▶ **Records supplied**
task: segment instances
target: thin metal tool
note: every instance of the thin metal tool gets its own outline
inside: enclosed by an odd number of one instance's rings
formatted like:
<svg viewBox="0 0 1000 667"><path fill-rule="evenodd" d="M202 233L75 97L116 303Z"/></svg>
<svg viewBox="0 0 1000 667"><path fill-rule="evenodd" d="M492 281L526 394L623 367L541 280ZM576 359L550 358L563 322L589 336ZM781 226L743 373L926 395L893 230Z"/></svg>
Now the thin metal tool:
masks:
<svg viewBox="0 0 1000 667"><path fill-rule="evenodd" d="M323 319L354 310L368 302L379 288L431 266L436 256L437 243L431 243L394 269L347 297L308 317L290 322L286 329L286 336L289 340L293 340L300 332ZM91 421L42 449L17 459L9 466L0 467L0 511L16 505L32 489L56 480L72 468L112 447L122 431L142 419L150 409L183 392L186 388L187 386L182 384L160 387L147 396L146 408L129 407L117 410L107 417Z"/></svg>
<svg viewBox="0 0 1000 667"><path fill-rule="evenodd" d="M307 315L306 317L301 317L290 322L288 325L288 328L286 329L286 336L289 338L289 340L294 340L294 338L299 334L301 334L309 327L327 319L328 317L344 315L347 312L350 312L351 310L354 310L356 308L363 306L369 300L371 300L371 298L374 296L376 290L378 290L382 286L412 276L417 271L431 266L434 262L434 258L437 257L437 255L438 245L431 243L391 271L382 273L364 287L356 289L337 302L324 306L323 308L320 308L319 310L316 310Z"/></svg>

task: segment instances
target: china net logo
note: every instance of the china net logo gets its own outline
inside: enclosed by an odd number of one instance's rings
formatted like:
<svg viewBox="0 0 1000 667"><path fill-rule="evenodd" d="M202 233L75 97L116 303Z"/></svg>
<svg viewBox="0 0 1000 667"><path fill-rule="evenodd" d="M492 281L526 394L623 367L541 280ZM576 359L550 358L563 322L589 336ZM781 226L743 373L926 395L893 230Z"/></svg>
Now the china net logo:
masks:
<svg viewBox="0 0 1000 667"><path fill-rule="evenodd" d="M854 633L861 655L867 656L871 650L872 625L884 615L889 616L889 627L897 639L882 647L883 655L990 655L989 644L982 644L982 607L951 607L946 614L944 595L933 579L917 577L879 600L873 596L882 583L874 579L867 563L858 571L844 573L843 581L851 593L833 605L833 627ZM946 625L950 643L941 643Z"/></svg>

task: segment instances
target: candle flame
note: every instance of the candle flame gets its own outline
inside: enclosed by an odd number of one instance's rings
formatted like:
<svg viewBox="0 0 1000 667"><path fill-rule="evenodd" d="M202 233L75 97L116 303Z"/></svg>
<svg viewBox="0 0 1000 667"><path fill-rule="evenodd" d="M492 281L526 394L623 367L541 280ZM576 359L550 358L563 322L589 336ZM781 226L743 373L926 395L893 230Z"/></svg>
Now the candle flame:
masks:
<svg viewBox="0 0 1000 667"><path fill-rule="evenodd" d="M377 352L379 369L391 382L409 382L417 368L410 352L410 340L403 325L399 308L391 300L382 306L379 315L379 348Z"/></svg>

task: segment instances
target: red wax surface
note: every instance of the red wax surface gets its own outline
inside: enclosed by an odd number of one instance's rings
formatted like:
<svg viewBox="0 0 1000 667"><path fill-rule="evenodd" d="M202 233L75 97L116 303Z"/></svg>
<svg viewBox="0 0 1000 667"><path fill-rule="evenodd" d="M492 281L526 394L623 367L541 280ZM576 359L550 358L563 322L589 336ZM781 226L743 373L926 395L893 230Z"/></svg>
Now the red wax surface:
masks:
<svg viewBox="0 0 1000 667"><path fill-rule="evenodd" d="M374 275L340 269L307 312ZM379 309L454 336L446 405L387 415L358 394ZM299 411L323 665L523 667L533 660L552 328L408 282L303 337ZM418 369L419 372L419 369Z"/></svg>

▶ **Set task**
Extract each line of the listing above that contains the string "target". Matching is case-sensitive.

▶ **Exercise output**
target: thin metal tool
target: china net logo
target: candle flame
target: red wax surface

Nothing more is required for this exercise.